EXERCISE DETAILS:
Transcribe every record exactly as it appears.

[Point-per-instance localization data]
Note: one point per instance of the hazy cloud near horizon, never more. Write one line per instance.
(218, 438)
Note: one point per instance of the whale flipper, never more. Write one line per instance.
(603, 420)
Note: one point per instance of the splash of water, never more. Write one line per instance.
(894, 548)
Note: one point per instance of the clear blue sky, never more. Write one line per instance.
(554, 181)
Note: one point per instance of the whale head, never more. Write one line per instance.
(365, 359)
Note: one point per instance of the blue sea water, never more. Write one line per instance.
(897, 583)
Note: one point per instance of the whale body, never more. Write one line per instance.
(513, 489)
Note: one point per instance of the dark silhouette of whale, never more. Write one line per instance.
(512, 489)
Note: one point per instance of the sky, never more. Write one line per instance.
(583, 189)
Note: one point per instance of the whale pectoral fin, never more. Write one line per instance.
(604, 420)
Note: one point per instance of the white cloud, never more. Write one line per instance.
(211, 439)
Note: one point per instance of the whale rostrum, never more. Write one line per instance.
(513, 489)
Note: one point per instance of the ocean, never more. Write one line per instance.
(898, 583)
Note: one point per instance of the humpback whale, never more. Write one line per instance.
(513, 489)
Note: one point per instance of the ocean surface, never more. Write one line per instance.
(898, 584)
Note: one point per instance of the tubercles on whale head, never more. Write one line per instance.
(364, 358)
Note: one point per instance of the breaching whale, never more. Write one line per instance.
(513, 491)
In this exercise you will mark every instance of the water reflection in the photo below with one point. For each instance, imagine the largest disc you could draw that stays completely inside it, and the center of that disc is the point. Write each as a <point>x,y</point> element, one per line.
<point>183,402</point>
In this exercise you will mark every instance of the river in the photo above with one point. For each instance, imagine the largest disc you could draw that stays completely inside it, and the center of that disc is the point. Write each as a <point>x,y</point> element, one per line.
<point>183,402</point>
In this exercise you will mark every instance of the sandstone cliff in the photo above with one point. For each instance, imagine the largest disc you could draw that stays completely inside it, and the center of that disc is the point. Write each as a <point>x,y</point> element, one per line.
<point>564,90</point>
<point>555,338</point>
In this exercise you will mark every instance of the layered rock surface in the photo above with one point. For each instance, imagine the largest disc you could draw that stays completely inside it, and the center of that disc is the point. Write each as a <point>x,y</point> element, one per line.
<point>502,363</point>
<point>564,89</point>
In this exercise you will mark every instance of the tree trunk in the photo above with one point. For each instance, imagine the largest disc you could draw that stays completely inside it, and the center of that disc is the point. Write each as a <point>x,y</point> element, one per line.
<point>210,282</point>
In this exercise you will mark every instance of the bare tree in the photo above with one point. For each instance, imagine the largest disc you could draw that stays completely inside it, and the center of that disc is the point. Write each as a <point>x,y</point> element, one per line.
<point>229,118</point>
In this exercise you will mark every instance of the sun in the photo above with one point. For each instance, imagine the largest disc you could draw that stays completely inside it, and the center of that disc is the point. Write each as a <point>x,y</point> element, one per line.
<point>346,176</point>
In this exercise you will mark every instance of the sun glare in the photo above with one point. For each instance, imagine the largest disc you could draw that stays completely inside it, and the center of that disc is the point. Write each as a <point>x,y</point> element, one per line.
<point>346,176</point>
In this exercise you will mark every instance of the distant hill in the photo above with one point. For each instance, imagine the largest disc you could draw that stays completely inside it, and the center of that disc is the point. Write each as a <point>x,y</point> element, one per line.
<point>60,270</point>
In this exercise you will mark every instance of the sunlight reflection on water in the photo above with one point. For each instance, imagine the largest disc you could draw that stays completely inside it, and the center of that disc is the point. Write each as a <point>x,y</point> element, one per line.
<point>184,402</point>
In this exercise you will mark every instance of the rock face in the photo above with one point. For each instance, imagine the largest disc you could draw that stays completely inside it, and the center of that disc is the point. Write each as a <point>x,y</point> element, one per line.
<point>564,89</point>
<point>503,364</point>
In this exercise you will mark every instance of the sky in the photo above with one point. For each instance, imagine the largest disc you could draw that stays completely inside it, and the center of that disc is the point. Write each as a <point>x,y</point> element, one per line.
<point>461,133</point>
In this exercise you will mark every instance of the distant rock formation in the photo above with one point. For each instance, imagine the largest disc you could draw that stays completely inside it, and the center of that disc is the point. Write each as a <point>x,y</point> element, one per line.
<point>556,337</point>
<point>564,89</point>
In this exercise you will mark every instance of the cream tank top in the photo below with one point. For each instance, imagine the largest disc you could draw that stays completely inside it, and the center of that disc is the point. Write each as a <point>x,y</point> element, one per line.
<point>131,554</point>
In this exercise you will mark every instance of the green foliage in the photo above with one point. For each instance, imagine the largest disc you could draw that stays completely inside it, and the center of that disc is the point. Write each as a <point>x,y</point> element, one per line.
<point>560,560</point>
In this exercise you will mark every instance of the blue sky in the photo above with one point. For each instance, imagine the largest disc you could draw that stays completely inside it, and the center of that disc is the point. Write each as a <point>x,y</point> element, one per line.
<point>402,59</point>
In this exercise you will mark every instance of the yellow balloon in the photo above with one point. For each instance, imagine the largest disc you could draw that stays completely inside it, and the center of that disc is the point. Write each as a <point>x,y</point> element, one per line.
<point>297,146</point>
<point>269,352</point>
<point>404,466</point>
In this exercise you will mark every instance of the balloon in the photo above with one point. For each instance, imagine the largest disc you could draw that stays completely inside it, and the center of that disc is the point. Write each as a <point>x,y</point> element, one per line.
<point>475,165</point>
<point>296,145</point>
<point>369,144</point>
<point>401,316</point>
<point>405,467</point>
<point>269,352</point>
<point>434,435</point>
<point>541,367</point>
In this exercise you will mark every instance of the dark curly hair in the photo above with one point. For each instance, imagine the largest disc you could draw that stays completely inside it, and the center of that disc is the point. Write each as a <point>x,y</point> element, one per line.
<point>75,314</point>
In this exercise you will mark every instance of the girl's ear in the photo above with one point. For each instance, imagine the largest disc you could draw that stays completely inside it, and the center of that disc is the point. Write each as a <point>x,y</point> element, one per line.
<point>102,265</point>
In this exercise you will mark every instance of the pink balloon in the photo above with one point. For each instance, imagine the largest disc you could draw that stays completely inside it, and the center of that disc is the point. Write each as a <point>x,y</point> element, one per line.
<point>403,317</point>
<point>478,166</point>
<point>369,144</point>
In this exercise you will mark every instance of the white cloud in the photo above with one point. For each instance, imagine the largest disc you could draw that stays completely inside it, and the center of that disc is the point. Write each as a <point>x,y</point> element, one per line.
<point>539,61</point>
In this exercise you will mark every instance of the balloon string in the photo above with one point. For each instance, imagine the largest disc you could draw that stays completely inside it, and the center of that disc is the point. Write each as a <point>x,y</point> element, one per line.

SOLUTION TO THIS PROBLEM:
Note: one point per instance of the hazy cloud near horizon, never more. Write one line per instance.
(218, 438)
Note: one point per instance of the whale flipper, never more. Write one line per instance.
(603, 420)
Note: one point per instance of the splash of water, never more. Write one line per instance.
(894, 548)
Note: one point per instance of the clear blue sky, never more. Write one line per instance.
(554, 181)
Note: one point per instance of the whale head, never more. Write one line per instance.
(365, 359)
Note: one point per instance of the blue sea water, never more. Write one line per instance.
(897, 583)
Note: one point per instance of the whale body, never more. Write one line per instance.
(513, 489)
Note: one point per instance of the dark silhouette of whale, never more. Write one line per instance.
(512, 489)
Note: one point per instance of the sky, never more. Write one line per instance.
(583, 189)
Note: one point per instance of the whale pectoral fin, never more. Write one line per instance.
(604, 420)
Note: one point per instance of the white cloud, never more. Write one line per instance.
(211, 439)
Note: one point per instance of the whale rostrum, never more. Write one line per instance.
(513, 489)
Note: one point per instance of the ocean, never more. Write one line per instance.
(898, 583)
Note: one point per instance of the humpback whale, never more. Write one line per instance.
(513, 489)
Note: one point per instance of the ocean surface, never more. Write one line per instance.
(898, 584)
Note: one point per instance of the tubercles on whale head, never more. Write one line per instance.
(364, 358)
Note: one point per instance of the breaching whale, never more. Write one line per instance.
(513, 491)
In this exercise you will mark every instance of the water reflection in the photo below with one point. For each instance, imagine the largest disc you could draw that stays completely inside it, and the center of that disc is the point. Write each as a <point>x,y</point> element, one per line.
<point>183,402</point>
In this exercise you will mark every instance of the river in the photo above with one point. For each instance, imagine the largest disc you could draw that stays completely inside it, and the center of that disc is the point. Write each as a <point>x,y</point> element, one per line.
<point>183,402</point>
In this exercise you will mark every instance of the sandstone cliff in the photo above with one point. For each instance, imagine the largest disc you could draw that stays completely inside it, and the center of that disc is the point. Write each as a <point>x,y</point> element, one per line.
<point>564,90</point>
<point>555,338</point>
In this exercise you will mark every instance of the layered rock surface in the photo above with one point. For each instance, imagine the largest disc you could draw that stays completely inside it, and the center of that disc is the point. Write each as a <point>x,y</point> element, one per line.
<point>502,363</point>
<point>564,89</point>
In this exercise you will mark every instance of the tree trunk in the photo above with one point. For each instance, imagine the largest disc you could draw that stays completely inside it, and the center of that disc is the point. Write each as a <point>x,y</point> element, one per line.
<point>210,282</point>
In this exercise you will mark every instance of the bare tree in the photo above with one point. For each instance, imagine the largest disc you could draw that stays completely inside it, and the center of that disc is the point. Write each as a <point>x,y</point> element, one per line.
<point>229,118</point>
In this exercise you will mark every instance of the sun in the photo above with one point. For each instance, imagine the largest disc you could draw that stays completely inside it, and the center of that disc is the point. Write each as a <point>x,y</point> element, one per line.
<point>346,176</point>
In this exercise you will mark every instance of the sun glare in the photo above with one point. For each instance, imagine the largest disc you could draw that stays completely inside it, and the center of that disc is the point. Write each as a <point>x,y</point> element, one per line.
<point>346,176</point>
In this exercise you will mark every instance of the distant hill in the photo above with one point. For each instance, imagine the largest disc you could draw that stays completely inside it, and the center of that disc is the point. Write each as a <point>x,y</point> element, one per line.
<point>60,270</point>
In this exercise you will mark every instance of the sunlight reflection on water in the photo above with one point. For each instance, imagine the largest disc you could draw that stays completely inside it, and the center of that disc is the point. Write each as a <point>x,y</point> element, one per line.
<point>184,402</point>
In this exercise you will mark every instance of the rock face in the photo above with one point. For each instance, imagine the largest disc you could draw that stays completely inside it, and the center of that disc is the point. Write each as a <point>x,y</point> element, one per line.
<point>564,89</point>
<point>503,364</point>
In this exercise you will mark every instance of the sky in the photo above with one point. For each instance, imagine the largest disc you could draw that stays completely inside it, and the center of that disc is the point. Write each as a <point>x,y</point> element, one per line.
<point>461,133</point>
In this exercise you will mark every instance of the distant rock formation in the photo above with one point. For each instance, imagine the largest disc you could draw that stays completely inside it, and the center of that disc is the point. Write each as a <point>x,y</point> element, one per line.
<point>556,337</point>
<point>564,89</point>
In this exercise you will mark every instance of the cream tank top in the photo below with one point. For each instance, imagine the largest disc you could draw that stays completely inside it, and the center of that disc is the point. Write each as a <point>x,y</point> element, one per line.
<point>131,554</point>
In this exercise you will mark every instance of the green foliage in the photo above with one point. For each instance, imagine the largest disc you could draw that stays completely inside it, and the center of that disc is the point. Write each as a <point>x,y</point> element, one per line.
<point>560,560</point>
In this exercise you will mark every instance of the blue sky in the photo above with one point. For each instance, imagine the largest disc you could draw that stays completely inside it, and the center of that disc is the point. Write each as a <point>x,y</point> element, one per line.
<point>402,59</point>
In this exercise you will mark every instance of the yellow balloon in the photo above with one point. For each instance, imagine the largest disc you could draw that stays completely inside it, and the center of that disc is the point. Write each as a <point>x,y</point> element, one per line.
<point>297,146</point>
<point>269,352</point>
<point>404,466</point>
In this exercise you will mark every instance of the balloon in the photo above with one point. For each instance, imagine the largest disc you could draw that stays completely inside it, and the center of that disc is the point. Write each as a <point>x,y</point> element, one per line.
<point>475,165</point>
<point>296,145</point>
<point>369,144</point>
<point>401,316</point>
<point>405,467</point>
<point>269,352</point>
<point>434,435</point>
<point>541,367</point>
In this exercise you will mark every instance of the dark curly hair in the photo above with one point. For each instance, imagine the largest disc you could draw that stays completely inside it, and the center of that disc is the point. Write each as a <point>x,y</point> element, one per line.
<point>75,314</point>
In this exercise you will mark every instance of the girl's ear in the photo above with one point. For each instance, imagine the largest disc you could draw that stays completely inside it, and the center of that disc is the point. Write each as a <point>x,y</point> element, one per line.
<point>102,265</point>
In this exercise you will mark every instance of the pink balloon in the photo above with one point. For each instance, imagine the largest disc you could draw that stays completely inside it, and the center of that disc is the point. Write each as a <point>x,y</point> element, one per line.
<point>403,317</point>
<point>478,166</point>
<point>369,144</point>
In this exercise you will mark every instance of the white cloud in the photo above with one point. For each instance, imagine the largest disc you could draw that stays completely inside it, and the center of that disc is the point. Write each as a <point>x,y</point> element, one per line.
<point>539,61</point>
In this exercise you will mark every instance of the balloon string in the photo above with one point. For each instance, imagine the largest disc you could draw that stays completely inside it, and the center of that disc is the point. Write each as a <point>x,y</point> element, one per line.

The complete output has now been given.